→ Your objective
Reproduce each line of the material precisely.

→ Excerpted records
_ _ _

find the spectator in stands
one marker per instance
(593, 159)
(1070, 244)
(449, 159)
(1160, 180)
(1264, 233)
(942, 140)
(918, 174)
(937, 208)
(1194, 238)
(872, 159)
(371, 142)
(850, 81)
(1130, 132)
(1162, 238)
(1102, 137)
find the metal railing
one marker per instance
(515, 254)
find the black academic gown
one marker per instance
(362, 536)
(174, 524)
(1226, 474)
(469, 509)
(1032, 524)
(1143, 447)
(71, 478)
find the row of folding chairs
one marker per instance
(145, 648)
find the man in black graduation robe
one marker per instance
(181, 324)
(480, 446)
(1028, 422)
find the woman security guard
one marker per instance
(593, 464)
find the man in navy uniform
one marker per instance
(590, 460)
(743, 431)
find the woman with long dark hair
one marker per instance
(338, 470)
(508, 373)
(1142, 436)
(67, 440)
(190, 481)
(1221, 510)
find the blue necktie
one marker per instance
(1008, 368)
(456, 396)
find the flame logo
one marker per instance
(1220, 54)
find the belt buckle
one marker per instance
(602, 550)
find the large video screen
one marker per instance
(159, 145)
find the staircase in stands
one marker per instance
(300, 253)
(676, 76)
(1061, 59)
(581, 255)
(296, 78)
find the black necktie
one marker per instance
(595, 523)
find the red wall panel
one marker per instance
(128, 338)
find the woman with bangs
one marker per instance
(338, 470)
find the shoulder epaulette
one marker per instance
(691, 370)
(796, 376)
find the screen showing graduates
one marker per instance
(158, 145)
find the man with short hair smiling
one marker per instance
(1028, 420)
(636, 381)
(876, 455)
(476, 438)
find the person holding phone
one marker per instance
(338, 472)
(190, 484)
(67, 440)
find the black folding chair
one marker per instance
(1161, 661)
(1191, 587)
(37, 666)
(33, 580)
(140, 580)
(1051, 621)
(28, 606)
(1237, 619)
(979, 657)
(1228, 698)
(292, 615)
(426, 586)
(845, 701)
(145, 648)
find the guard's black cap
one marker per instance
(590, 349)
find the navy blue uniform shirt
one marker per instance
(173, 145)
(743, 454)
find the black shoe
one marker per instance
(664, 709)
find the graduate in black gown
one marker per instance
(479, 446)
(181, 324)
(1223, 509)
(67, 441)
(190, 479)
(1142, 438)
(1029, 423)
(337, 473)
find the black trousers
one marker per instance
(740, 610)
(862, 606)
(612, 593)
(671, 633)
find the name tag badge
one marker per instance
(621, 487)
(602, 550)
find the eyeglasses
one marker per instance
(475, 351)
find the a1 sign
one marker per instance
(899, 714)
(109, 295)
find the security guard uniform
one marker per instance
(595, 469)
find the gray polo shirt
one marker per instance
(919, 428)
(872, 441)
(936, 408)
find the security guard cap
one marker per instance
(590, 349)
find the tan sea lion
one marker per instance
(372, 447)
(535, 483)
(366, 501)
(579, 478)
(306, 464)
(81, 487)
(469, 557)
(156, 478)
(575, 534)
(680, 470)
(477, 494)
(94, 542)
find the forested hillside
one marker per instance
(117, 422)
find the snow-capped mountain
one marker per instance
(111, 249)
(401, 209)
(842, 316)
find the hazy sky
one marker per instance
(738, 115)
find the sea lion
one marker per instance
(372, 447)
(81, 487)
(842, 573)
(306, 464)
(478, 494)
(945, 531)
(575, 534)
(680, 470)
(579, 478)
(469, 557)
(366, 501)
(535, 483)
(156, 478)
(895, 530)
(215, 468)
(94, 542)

_ _ _

→ Solution for this problem
find the spectator in stands
one marker per instance
(593, 159)
(1070, 244)
(449, 159)
(1160, 180)
(1264, 233)
(942, 140)
(918, 174)
(937, 208)
(1194, 238)
(872, 159)
(371, 142)
(850, 81)
(1130, 132)
(1162, 238)
(1102, 137)
find the metal railing
one marker per instance
(515, 254)
find the black academic gown
one marker per instance
(362, 536)
(174, 524)
(1226, 474)
(469, 509)
(1032, 524)
(1143, 447)
(71, 478)
find the row of folding chairs
one marker per instance
(145, 648)
find the man in black graduation robe
one marker per instance
(181, 324)
(480, 446)
(1028, 422)
find the woman security guard
one marker per instance
(593, 464)
find the man in navy uniform
one marker per instance
(590, 460)
(743, 431)
find the woman with long dark hair
one marker per instance
(338, 470)
(508, 373)
(1142, 436)
(67, 440)
(190, 481)
(1221, 510)
find the blue necktie
one marker per instance
(1008, 368)
(456, 396)
find the flame logo
one marker per instance
(1220, 54)
find the belt buckle
one marker per instance
(602, 550)
find the large video screen
one marker per instance
(159, 145)
find the staircase in stands
one marker per instance
(300, 253)
(676, 76)
(1061, 59)
(581, 255)
(296, 78)
find the black necktie
one marker per instance
(595, 523)
find the red wall panel
one marker per instance
(128, 338)
find the woman with bangs
one marker per instance
(338, 470)
find the shoulder epaulette
one marker per instance
(691, 370)
(796, 376)
find the screen showing graduates
one marker per instance
(158, 145)
find the man with short hair smiling
one marker per instance
(1028, 420)
(636, 381)
(876, 455)
(476, 438)
find the person holding phone
one marker per instance
(338, 472)
(190, 484)
(67, 440)
find the black folding chair
one marker per instance
(1161, 661)
(1191, 587)
(37, 666)
(33, 580)
(140, 580)
(1051, 621)
(28, 606)
(1237, 619)
(979, 657)
(1228, 698)
(292, 615)
(426, 586)
(845, 701)
(145, 648)
find the guard's black cap
one marker per instance
(590, 349)
find the navy blue uniform shirt
one marker per instance
(173, 145)
(743, 454)
find the black shoe
one marker per instance
(664, 709)
find the graduate in black gown
one marker per instance
(479, 446)
(181, 324)
(1223, 509)
(67, 441)
(190, 479)
(1142, 438)
(1029, 423)
(337, 473)
find the black trousers
one marker per instance
(740, 610)
(862, 606)
(612, 593)
(671, 633)
find the name tag badge
one marker per instance
(621, 487)
(602, 550)
find the eyeglasses
one marker per instance
(475, 351)
find the a1 sign
one marker per instance
(899, 714)
(109, 295)
find the security guard uniform
one marker per instance
(595, 469)
find the gray polo shirt
one marker per instance
(919, 428)
(872, 441)
(936, 408)
find the security guard cap
one marker per instance
(590, 349)
find the tan sea lion
one marker per instance
(372, 447)
(535, 483)
(366, 501)
(579, 478)
(306, 464)
(81, 487)
(469, 557)
(156, 478)
(575, 534)
(680, 470)
(477, 494)
(94, 542)
find the forested hillside
one marker per instance
(117, 422)
find the snow-capped mountain
one marker per instance
(111, 249)
(401, 209)
(842, 316)
find the hazy sky
one marker per instance
(738, 115)
find the sea lion
one marker per instance
(372, 447)
(81, 487)
(842, 573)
(306, 464)
(478, 494)
(945, 531)
(575, 534)
(680, 470)
(579, 478)
(469, 557)
(366, 501)
(535, 483)
(156, 478)
(895, 530)
(215, 468)
(94, 542)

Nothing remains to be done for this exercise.